◆ Given text ◆
▬▬▬▬▬▬▬▬▬▬

Famously, a decade after MTV’s debut and a few years after MTV hit saturation point with all of those Def Leppard wannabes, Cobain and Nirvana swooped in with “Smells Like Teen Spirit” to usher in an alt-rock revolution. Many of Leppard’s peers didn’t survive the transition, but Def Leppard, who were inducted into the Rock & Roll Hall of Fame by Queen’s Brian May in 2019, maintained their cred. “I'm convinced — I almost kind of got it almost from the horse's mouth, with Dave Grohl — that Kurt Cobain would've been fine with us. It was the millions of us that he couldn't handle,” Elliott explains. “And I completely understand that. It's just one of those things that it's just part of what happens. And I think one of the reasons we survived is because we took it on the chin. We took it with a good sense of humor and went, ‘Well, it's nothing to do with us. There's nothing we can do about it. So, just move on and keep making records and see what happens.’”

And that’s just what Def Leppard have done with the excellent Diamond Star Halos. Of course, during the past four decades, Def Leppard have had to endure setbacks far more catastrophic than mere shifts in pop-music trends — like drummer Rick Allen losing his arm in a 1985 car crash, or guitarist Steve Clark dying at age 30 in 1991. (They’ve withstood enough hardship to be the subject of a made-for-TV movie, VH1’s Hysteria: The Def Leppard Story, back in 1999, long before rock biopics were in vogue — although Elliott, who grudgingly served as the VH1 film’s unofficial “script doctor,” says he has “kind of haunting nightmares” about that low-budget project, and humbly argues that tragedy-beset band Lynyrd Skynyrd should get the proper big-screen biopic treatment before Leppard do.)

“You take any group of people, any family, any band that stays there, they have tragedy,” says an equally humble Collen. “Most bands don't have that long, and you know, we're just getting going. … So, you are going have a history of terrible things happening, along with the great stuff that continues to happen as well.”

“If you stick around long enough, you learn to take the hits and the lows and just say, ‘Oh well, we've been there before,’” says Elliott. “When somebody comes bursting into a room going, ‘Oh my God, you won't believe what's happened!’ — we just go, ‘Yes, so what? Just move on. Been there, done that. No big deal. By the way, I've written a new song. Wanna hear it?’ And this new album is the epitome of that.”

▬▬▬▬▬▬▬▬▬▬

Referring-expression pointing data
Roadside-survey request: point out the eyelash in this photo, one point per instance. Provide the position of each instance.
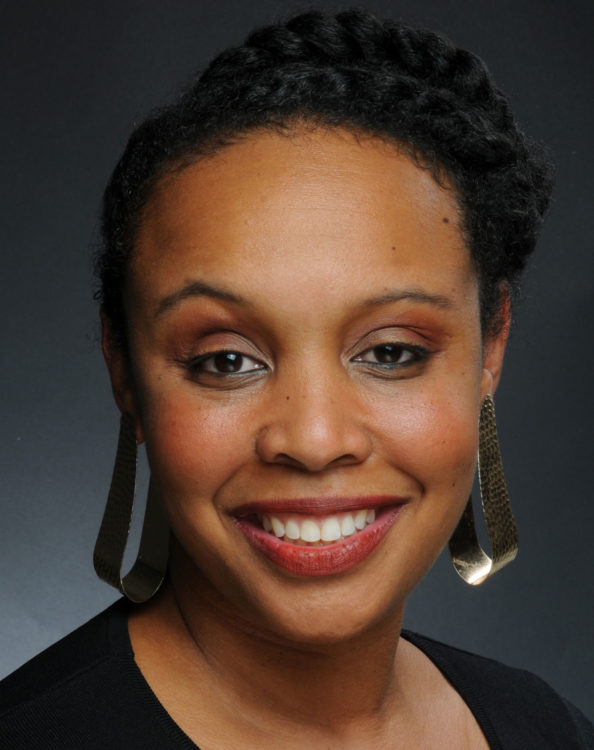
(198, 365)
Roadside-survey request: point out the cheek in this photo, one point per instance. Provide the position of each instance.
(433, 440)
(194, 447)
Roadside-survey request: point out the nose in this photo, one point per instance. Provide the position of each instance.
(314, 427)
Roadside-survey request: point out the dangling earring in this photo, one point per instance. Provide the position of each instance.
(148, 571)
(468, 557)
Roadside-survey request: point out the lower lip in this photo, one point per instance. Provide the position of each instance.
(326, 560)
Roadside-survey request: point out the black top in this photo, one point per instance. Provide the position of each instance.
(86, 692)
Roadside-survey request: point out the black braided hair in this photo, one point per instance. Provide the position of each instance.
(349, 70)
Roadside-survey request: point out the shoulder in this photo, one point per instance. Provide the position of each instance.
(85, 691)
(69, 659)
(514, 705)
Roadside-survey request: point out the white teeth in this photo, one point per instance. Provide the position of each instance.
(315, 529)
(348, 525)
(292, 530)
(277, 526)
(360, 519)
(330, 530)
(310, 531)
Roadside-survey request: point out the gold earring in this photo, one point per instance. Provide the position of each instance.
(148, 571)
(468, 557)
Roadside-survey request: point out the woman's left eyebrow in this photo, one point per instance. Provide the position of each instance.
(414, 295)
(196, 289)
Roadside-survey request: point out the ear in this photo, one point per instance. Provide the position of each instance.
(120, 373)
(494, 344)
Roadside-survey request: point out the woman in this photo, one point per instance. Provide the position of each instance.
(306, 280)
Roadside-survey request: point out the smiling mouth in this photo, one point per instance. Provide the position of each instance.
(302, 539)
(316, 531)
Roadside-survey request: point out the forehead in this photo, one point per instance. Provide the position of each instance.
(313, 207)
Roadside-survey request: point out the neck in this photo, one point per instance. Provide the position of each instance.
(270, 678)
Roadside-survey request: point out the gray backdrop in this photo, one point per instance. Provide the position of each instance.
(75, 76)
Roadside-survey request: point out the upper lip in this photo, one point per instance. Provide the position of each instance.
(317, 506)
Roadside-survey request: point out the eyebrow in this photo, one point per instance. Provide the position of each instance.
(196, 289)
(201, 289)
(416, 295)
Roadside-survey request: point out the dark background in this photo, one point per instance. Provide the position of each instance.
(75, 77)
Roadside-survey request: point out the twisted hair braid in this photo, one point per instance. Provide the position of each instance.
(350, 70)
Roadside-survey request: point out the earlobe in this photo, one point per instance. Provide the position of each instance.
(494, 345)
(120, 374)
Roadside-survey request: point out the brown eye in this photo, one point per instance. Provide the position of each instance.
(227, 362)
(392, 356)
(389, 354)
(224, 363)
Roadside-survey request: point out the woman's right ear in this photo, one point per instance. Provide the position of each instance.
(120, 373)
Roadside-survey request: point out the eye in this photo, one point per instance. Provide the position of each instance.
(391, 356)
(224, 363)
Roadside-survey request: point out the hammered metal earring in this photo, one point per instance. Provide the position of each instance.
(468, 557)
(148, 571)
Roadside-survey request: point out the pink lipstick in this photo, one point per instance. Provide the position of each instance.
(365, 521)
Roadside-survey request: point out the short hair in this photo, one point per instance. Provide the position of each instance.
(350, 70)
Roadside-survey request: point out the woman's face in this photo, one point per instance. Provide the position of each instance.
(306, 354)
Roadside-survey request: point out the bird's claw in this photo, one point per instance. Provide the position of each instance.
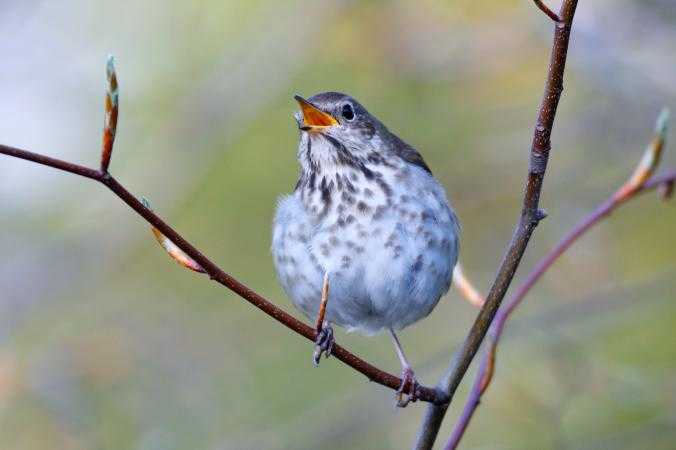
(323, 344)
(410, 395)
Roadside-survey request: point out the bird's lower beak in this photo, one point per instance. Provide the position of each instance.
(314, 119)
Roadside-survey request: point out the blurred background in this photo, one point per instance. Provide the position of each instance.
(105, 343)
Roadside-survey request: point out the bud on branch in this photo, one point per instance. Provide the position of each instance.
(110, 120)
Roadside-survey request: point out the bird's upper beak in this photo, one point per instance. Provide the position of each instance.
(314, 119)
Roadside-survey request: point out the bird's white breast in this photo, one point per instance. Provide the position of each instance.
(389, 244)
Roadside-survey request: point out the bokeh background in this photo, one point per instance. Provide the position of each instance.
(105, 343)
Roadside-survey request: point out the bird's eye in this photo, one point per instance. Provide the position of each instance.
(348, 112)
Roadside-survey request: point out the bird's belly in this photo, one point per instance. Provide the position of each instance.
(383, 274)
(388, 278)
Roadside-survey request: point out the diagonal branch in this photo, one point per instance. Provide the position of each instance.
(638, 183)
(530, 216)
(189, 256)
(217, 274)
(545, 9)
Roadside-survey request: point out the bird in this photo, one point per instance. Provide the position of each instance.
(367, 240)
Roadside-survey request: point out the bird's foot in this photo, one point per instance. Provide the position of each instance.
(408, 391)
(323, 343)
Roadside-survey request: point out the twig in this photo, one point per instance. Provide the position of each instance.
(545, 9)
(530, 216)
(319, 323)
(466, 288)
(639, 182)
(181, 248)
(111, 112)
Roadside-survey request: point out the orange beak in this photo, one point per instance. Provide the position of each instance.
(314, 119)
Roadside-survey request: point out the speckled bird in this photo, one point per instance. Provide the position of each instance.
(368, 219)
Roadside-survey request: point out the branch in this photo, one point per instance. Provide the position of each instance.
(545, 9)
(185, 253)
(639, 182)
(530, 216)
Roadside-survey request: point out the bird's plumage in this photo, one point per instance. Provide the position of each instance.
(367, 210)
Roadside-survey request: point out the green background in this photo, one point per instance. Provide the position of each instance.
(106, 343)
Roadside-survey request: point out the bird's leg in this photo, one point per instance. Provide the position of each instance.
(324, 339)
(407, 392)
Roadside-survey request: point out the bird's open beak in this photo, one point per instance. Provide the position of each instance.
(314, 119)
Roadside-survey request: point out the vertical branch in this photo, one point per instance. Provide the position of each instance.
(636, 183)
(530, 216)
(111, 111)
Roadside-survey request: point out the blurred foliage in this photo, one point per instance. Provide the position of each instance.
(106, 343)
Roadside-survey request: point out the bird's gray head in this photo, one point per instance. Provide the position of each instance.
(338, 132)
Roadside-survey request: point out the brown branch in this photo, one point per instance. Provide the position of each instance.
(545, 9)
(217, 274)
(187, 255)
(111, 112)
(639, 182)
(530, 216)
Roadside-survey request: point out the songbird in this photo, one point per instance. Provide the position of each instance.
(366, 218)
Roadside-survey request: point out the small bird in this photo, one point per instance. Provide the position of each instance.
(366, 218)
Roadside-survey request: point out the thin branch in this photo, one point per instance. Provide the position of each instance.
(530, 216)
(188, 256)
(638, 183)
(111, 112)
(466, 288)
(217, 274)
(545, 9)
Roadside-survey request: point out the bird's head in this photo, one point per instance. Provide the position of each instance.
(338, 133)
(335, 125)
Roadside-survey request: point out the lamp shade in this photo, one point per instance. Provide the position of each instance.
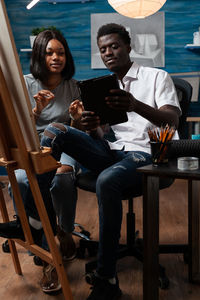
(136, 8)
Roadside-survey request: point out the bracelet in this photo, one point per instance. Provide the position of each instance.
(35, 114)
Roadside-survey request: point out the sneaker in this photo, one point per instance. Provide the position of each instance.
(49, 282)
(67, 244)
(12, 229)
(104, 290)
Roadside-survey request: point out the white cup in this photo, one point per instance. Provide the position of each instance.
(196, 38)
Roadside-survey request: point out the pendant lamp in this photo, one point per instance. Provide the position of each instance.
(136, 8)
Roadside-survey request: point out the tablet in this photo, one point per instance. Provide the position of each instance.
(93, 92)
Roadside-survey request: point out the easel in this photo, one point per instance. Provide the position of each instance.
(21, 149)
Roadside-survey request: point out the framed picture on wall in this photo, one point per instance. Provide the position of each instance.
(147, 38)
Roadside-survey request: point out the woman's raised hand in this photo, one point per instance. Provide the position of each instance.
(42, 99)
(75, 110)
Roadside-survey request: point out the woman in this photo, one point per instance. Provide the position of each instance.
(51, 89)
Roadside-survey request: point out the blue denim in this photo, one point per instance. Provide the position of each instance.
(116, 172)
(62, 184)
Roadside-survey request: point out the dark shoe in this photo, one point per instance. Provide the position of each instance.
(12, 229)
(67, 245)
(49, 282)
(104, 290)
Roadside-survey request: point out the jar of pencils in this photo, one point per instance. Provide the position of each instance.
(160, 141)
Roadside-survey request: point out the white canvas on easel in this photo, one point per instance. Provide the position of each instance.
(12, 71)
(20, 148)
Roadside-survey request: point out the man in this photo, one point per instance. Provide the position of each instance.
(149, 98)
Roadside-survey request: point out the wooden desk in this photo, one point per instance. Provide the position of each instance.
(151, 176)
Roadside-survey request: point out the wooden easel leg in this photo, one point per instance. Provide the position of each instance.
(11, 243)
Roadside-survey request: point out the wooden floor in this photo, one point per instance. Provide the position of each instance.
(173, 228)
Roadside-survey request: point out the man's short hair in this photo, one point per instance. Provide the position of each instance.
(114, 28)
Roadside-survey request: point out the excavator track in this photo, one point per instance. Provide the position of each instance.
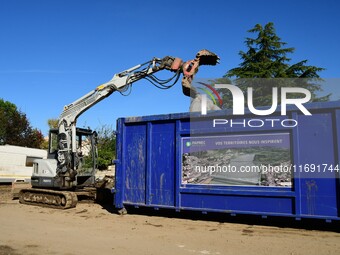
(48, 198)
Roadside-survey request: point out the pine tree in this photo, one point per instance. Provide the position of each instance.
(265, 61)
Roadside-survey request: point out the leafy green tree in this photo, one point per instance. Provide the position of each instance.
(267, 58)
(15, 128)
(106, 146)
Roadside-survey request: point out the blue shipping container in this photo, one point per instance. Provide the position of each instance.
(184, 162)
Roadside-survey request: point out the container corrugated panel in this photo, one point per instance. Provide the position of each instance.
(154, 154)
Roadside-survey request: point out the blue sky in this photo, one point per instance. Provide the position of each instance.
(53, 52)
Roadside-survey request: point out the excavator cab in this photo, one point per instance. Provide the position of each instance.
(84, 162)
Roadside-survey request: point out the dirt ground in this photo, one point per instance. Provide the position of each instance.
(93, 229)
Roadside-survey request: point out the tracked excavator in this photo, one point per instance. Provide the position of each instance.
(69, 171)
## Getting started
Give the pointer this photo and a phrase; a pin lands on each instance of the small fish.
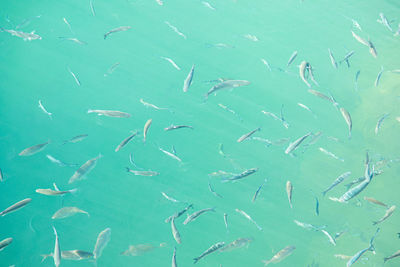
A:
(188, 80)
(44, 110)
(289, 190)
(336, 182)
(228, 84)
(5, 242)
(126, 141)
(172, 62)
(258, 191)
(15, 206)
(331, 240)
(292, 58)
(295, 144)
(33, 149)
(212, 249)
(75, 77)
(110, 113)
(281, 255)
(75, 139)
(379, 123)
(142, 173)
(57, 250)
(247, 135)
(102, 240)
(388, 213)
(249, 218)
(87, 167)
(175, 29)
(333, 61)
(66, 212)
(347, 118)
(119, 29)
(175, 232)
(149, 105)
(196, 214)
(394, 255)
(175, 127)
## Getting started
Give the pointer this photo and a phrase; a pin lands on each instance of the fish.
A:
(336, 182)
(146, 128)
(57, 250)
(240, 175)
(212, 190)
(373, 200)
(347, 118)
(394, 255)
(302, 71)
(175, 29)
(295, 144)
(126, 141)
(102, 240)
(75, 139)
(44, 110)
(33, 149)
(333, 61)
(388, 213)
(66, 212)
(238, 243)
(281, 255)
(188, 80)
(361, 252)
(243, 213)
(175, 232)
(16, 206)
(26, 36)
(174, 258)
(289, 191)
(170, 154)
(110, 113)
(196, 214)
(178, 214)
(292, 58)
(5, 242)
(119, 29)
(378, 77)
(258, 191)
(323, 150)
(172, 62)
(228, 84)
(149, 105)
(360, 39)
(88, 166)
(212, 249)
(247, 135)
(175, 127)
(331, 240)
(142, 173)
(379, 123)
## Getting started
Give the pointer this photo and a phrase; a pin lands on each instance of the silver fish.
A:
(126, 141)
(102, 240)
(15, 206)
(110, 113)
(87, 167)
(119, 29)
(247, 135)
(196, 214)
(212, 249)
(188, 80)
(33, 149)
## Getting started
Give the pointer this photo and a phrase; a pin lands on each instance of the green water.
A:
(133, 206)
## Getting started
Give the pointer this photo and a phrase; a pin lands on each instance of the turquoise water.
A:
(133, 206)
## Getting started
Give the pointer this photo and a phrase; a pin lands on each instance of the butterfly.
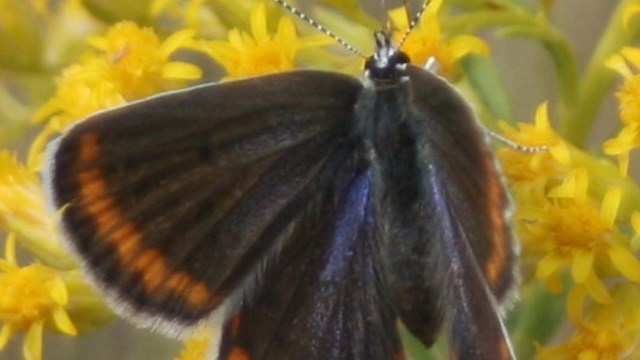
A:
(306, 212)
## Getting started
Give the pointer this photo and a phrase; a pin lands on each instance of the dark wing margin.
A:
(468, 219)
(322, 298)
(175, 201)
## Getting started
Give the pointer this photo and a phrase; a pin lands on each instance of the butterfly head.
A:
(388, 63)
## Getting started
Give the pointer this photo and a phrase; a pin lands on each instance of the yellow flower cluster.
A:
(576, 215)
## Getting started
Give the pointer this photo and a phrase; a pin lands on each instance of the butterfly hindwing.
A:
(134, 182)
(323, 297)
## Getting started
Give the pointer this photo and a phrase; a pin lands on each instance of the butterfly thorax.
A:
(388, 64)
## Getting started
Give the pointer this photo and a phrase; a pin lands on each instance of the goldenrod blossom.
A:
(32, 297)
(608, 332)
(259, 53)
(197, 347)
(426, 40)
(23, 211)
(130, 63)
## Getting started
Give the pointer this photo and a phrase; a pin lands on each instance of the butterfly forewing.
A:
(138, 181)
(467, 206)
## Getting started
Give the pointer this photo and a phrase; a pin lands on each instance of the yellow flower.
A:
(570, 231)
(426, 40)
(32, 297)
(530, 173)
(197, 347)
(130, 63)
(23, 211)
(609, 331)
(258, 53)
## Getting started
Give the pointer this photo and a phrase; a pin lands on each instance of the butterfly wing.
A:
(323, 298)
(175, 202)
(468, 221)
(447, 251)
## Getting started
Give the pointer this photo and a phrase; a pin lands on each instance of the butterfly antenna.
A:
(320, 27)
(413, 21)
(387, 22)
(517, 146)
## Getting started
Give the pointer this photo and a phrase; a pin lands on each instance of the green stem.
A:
(598, 79)
(517, 22)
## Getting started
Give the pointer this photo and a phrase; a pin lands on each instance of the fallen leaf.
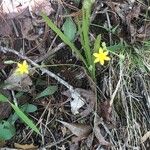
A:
(97, 132)
(79, 130)
(38, 6)
(18, 82)
(145, 137)
(26, 146)
(88, 98)
(106, 111)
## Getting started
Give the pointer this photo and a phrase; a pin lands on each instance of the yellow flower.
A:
(22, 68)
(101, 56)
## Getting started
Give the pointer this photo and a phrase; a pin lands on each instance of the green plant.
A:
(83, 28)
(9, 125)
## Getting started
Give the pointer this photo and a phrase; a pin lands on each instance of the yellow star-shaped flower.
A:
(22, 68)
(101, 56)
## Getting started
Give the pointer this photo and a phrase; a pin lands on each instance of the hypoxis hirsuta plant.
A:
(83, 29)
(21, 70)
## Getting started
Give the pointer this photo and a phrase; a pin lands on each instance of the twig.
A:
(118, 84)
(73, 92)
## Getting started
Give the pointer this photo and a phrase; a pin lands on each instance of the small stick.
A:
(73, 92)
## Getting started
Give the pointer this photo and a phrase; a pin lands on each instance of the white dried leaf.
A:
(79, 130)
(76, 104)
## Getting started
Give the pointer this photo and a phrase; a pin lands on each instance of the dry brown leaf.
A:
(27, 30)
(25, 146)
(106, 111)
(79, 130)
(38, 6)
(76, 104)
(97, 131)
(145, 137)
(18, 82)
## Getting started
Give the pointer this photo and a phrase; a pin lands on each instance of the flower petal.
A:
(101, 62)
(100, 50)
(104, 45)
(106, 53)
(107, 58)
(96, 60)
(96, 54)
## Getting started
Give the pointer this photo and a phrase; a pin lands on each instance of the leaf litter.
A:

▬▬▬▬▬▬▬▬▬▬

◆ What you are asked to do ◆
Please print the Def Leppard article word for word, everything from "And that’s just" down to "before Leppard do.)". The items have nothing to do with this.

◆ Answer for this exercise ◆
And that’s just what Def Leppard have done with the excellent Diamond Star Halos. Of course, during the past four decades, Def Leppard have had to endure setbacks far more catastrophic than mere shifts in pop-music trends — like drummer Rick Allen losing his arm in a 1985 car crash, or guitarist Steve Clark dying at age 30 in 1991. (They’ve withstood enough hardship to be the subject of a made-for-TV movie, VH1’s Hysteria: The Def Leppard Story, back in 1999, long before rock biopics were in vogue — although Elliott, who grudgingly served as the VH1 film’s unofficial “script doctor,” says he has “kind of haunting nightmares” about that low-budget project, and humbly argues that tragedy-beset band Lynyrd Skynyrd should get the proper big-screen biopic treatment before Leppard do.)